The problem:
Give only the lines from the one containing "outline yellow bill" through the end of the material below, exactly as written.

(Labeled contour entries)
--------
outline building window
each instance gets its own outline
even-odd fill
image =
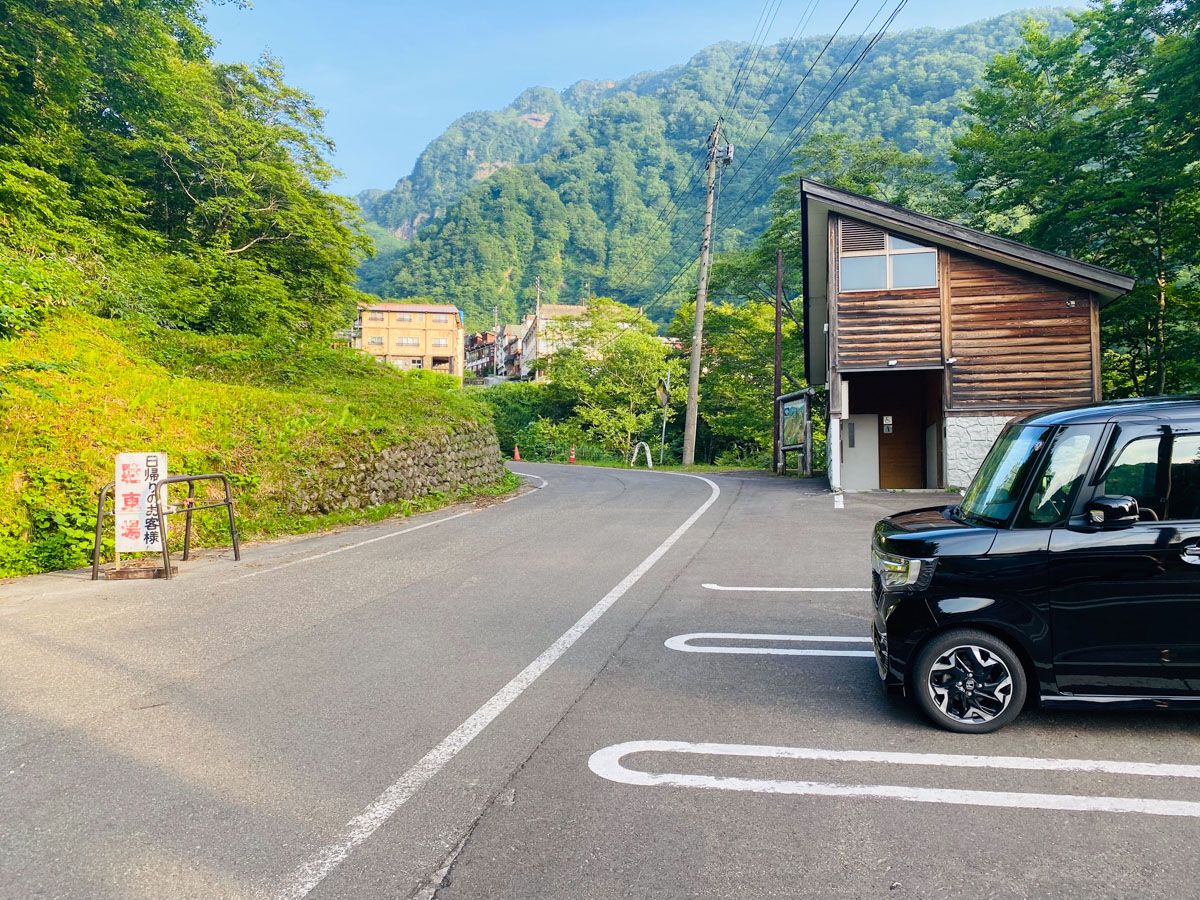
[[[862,222],[842,221],[839,290],[936,288],[937,248],[888,234]]]

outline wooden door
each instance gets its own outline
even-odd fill
[[[925,421],[910,403],[884,404],[880,414],[880,487],[925,486]],[[888,421],[890,419],[890,421]]]

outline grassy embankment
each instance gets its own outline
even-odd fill
[[[401,373],[352,350],[163,331],[77,311],[0,344],[0,366],[28,360],[62,371],[30,373],[31,385],[0,395],[0,577],[90,560],[96,494],[119,451],[166,452],[170,474],[228,473],[241,536],[262,539],[457,499],[296,511],[323,467],[488,415],[445,376]],[[221,510],[199,514],[197,524],[200,546],[228,542]],[[106,558],[112,541],[109,533]]]

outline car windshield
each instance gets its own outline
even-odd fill
[[[988,524],[1008,521],[1048,431],[1010,425],[1001,432],[962,498],[964,518]]]

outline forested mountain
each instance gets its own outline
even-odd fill
[[[1037,10],[896,32],[852,73],[865,37],[725,42],[664,72],[526,91],[505,110],[460,119],[396,188],[359,198],[370,221],[412,238],[360,286],[456,302],[469,326],[490,324],[493,305],[502,320],[530,308],[539,276],[544,301],[590,292],[668,318],[685,281],[672,276],[698,241],[704,139],[722,112],[736,162],[722,179],[719,250],[763,230],[790,142],[808,133],[880,137],[944,161],[966,127],[962,104],[1030,14],[1052,34],[1070,28],[1061,11]]]

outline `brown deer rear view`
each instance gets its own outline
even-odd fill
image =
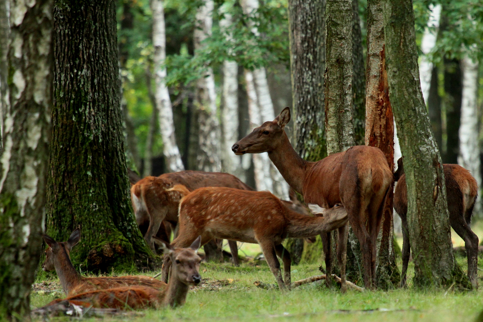
[[[175,263],[171,270],[172,278],[167,285],[161,282],[161,287],[157,289],[146,286],[129,286],[91,291],[67,298],[55,300],[47,306],[63,301],[85,308],[121,309],[157,308],[168,305],[171,307],[183,305],[186,301],[190,285],[198,285],[201,280],[199,273],[201,259],[197,253],[200,239],[199,237],[195,239],[188,248],[181,249],[175,249],[158,239],[165,248],[166,256],[169,256]]]
[[[457,164],[443,164],[446,199],[450,224],[465,241],[468,258],[468,277],[478,288],[478,237],[471,230],[470,223],[478,195],[478,184],[469,172]],[[398,160],[394,181],[398,181],[394,191],[394,209],[401,217],[402,226],[402,271],[401,285],[406,285],[406,273],[411,254],[408,226],[408,191],[402,158]]]
[[[129,276],[118,277],[84,277],[74,268],[69,253],[81,238],[78,228],[71,234],[66,242],[57,242],[47,235],[43,239],[49,248],[45,250],[45,260],[42,268],[45,271],[55,270],[67,296],[74,295],[88,291],[106,289],[120,286],[141,285],[162,288],[166,283],[149,276]]]
[[[182,200],[179,232],[171,244],[185,247],[199,236],[201,245],[213,238],[258,243],[279,287],[284,289],[291,282],[290,255],[282,245],[284,239],[311,237],[345,225],[347,213],[343,207],[336,208],[339,211],[332,210],[323,217],[311,217],[292,210],[270,192],[201,188]],[[284,282],[277,255],[284,263]],[[170,259],[165,256],[163,263],[161,279],[165,281]]]

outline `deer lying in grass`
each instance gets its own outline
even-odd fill
[[[55,270],[60,280],[64,292],[68,296],[74,295],[89,291],[140,285],[160,288],[166,284],[149,276],[130,276],[118,277],[84,277],[74,268],[71,262],[69,253],[81,238],[80,230],[78,228],[71,234],[66,242],[57,242],[47,235],[43,235],[43,239],[49,248],[45,250],[45,260],[42,264],[44,271]]]
[[[470,227],[471,214],[478,195],[478,184],[469,172],[457,164],[443,164],[446,199],[450,224],[465,241],[468,258],[468,278],[478,288],[478,237]],[[401,286],[406,285],[406,272],[411,250],[408,226],[408,191],[402,158],[398,160],[394,181],[398,181],[394,191],[394,209],[401,217],[402,226],[402,271]]]
[[[268,152],[269,157],[287,183],[301,194],[307,203],[330,208],[343,205],[349,222],[360,242],[364,265],[364,285],[375,287],[376,239],[384,205],[392,181],[392,171],[384,154],[373,147],[359,145],[310,162],[295,152],[284,130],[290,120],[287,107],[273,121],[261,126],[231,147],[238,155]],[[345,252],[348,226],[339,230],[338,245]],[[327,276],[331,273],[330,235],[321,235],[324,242]],[[341,277],[345,274],[345,257],[341,264]],[[327,279],[326,281],[329,285]],[[341,290],[346,289],[343,283]]]
[[[183,305],[186,301],[190,285],[198,285],[201,280],[199,272],[201,259],[198,255],[201,238],[196,238],[187,248],[175,248],[162,239],[157,240],[164,247],[166,256],[174,263],[171,270],[172,278],[167,285],[160,281],[160,286],[155,288],[133,286],[91,291],[55,300],[48,305],[62,301],[87,308],[121,309],[157,308],[168,305],[174,308]]]
[[[228,187],[253,190],[236,177],[228,173],[185,170],[165,173],[159,177],[146,177],[131,187],[131,199],[136,222],[144,235],[148,245],[154,250],[153,236],[164,239],[159,232],[163,220],[174,224],[178,222],[178,206],[181,196],[169,190],[175,184],[183,184],[192,191],[202,187]],[[145,233],[143,226],[148,226]],[[165,239],[169,242],[169,240]],[[238,249],[235,241],[228,242],[236,266],[239,265]]]
[[[183,186],[172,189],[183,194],[187,192]],[[291,259],[282,244],[284,239],[311,237],[342,226],[347,222],[343,207],[335,207],[328,214],[324,214],[317,205],[313,207],[323,216],[300,214],[266,191],[200,188],[181,200],[179,231],[171,244],[185,247],[199,236],[201,245],[213,238],[259,244],[279,287],[284,289],[290,285]],[[277,255],[284,263],[284,283]],[[165,256],[163,262],[161,280],[165,281],[170,259]]]

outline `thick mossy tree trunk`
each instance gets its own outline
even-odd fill
[[[324,108],[325,8],[325,0],[288,1],[295,150],[302,158],[310,161],[327,156]],[[291,239],[286,247],[292,261],[298,264],[304,249],[303,239]],[[307,244],[307,247],[314,248],[320,258],[320,247],[314,244]]]
[[[384,30],[391,105],[404,158],[408,221],[419,288],[470,288],[455,260],[441,157],[419,83],[411,0],[385,0]]]
[[[352,0],[327,0],[326,8],[326,72],[324,80],[327,153],[341,152],[355,145],[353,105]],[[332,273],[339,274],[337,233],[331,233]],[[327,260],[326,260],[327,262]]]
[[[366,144],[380,149],[389,168],[394,168],[394,124],[389,102],[384,43],[383,0],[369,0],[367,15],[367,81],[366,99]],[[376,284],[383,290],[398,284],[400,274],[394,255],[393,222],[393,188],[386,200],[380,246],[376,259]]]
[[[0,2],[2,7],[5,2]],[[0,321],[29,321],[42,252],[52,105],[52,1],[11,1],[0,163]],[[2,13],[4,14],[5,12]],[[3,25],[2,27],[4,27]]]
[[[115,2],[57,0],[47,228],[83,269],[130,271],[151,252],[132,214],[124,157]]]

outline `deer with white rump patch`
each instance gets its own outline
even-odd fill
[[[182,191],[181,186],[173,190]],[[290,287],[290,255],[282,245],[285,238],[306,238],[342,227],[347,222],[343,207],[328,214],[316,205],[313,211],[322,216],[297,212],[266,191],[249,191],[224,187],[201,188],[180,203],[179,231],[171,244],[185,247],[198,236],[201,243],[213,238],[258,244],[281,290]],[[284,263],[282,278],[278,255]],[[161,280],[168,280],[170,259],[165,256]]]

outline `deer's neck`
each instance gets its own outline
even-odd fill
[[[269,157],[288,185],[298,193],[302,194],[305,172],[313,163],[305,161],[297,154],[284,131],[280,145],[269,152]]]
[[[168,283],[168,291],[163,304],[171,308],[183,305],[186,301],[186,295],[189,289],[188,285],[181,281],[173,274],[170,277]]]
[[[60,258],[57,257],[57,260],[55,261],[54,265],[64,292],[68,295],[71,290],[82,282],[83,278],[81,274],[75,270],[65,249],[61,251],[58,257]]]
[[[323,217],[311,217],[299,213],[292,214],[287,226],[287,237],[308,238],[333,230],[333,223],[328,223]]]

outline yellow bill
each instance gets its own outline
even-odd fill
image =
--------
Response:
outline yellow bill
each instance gets its own outline
even-odd fill
image =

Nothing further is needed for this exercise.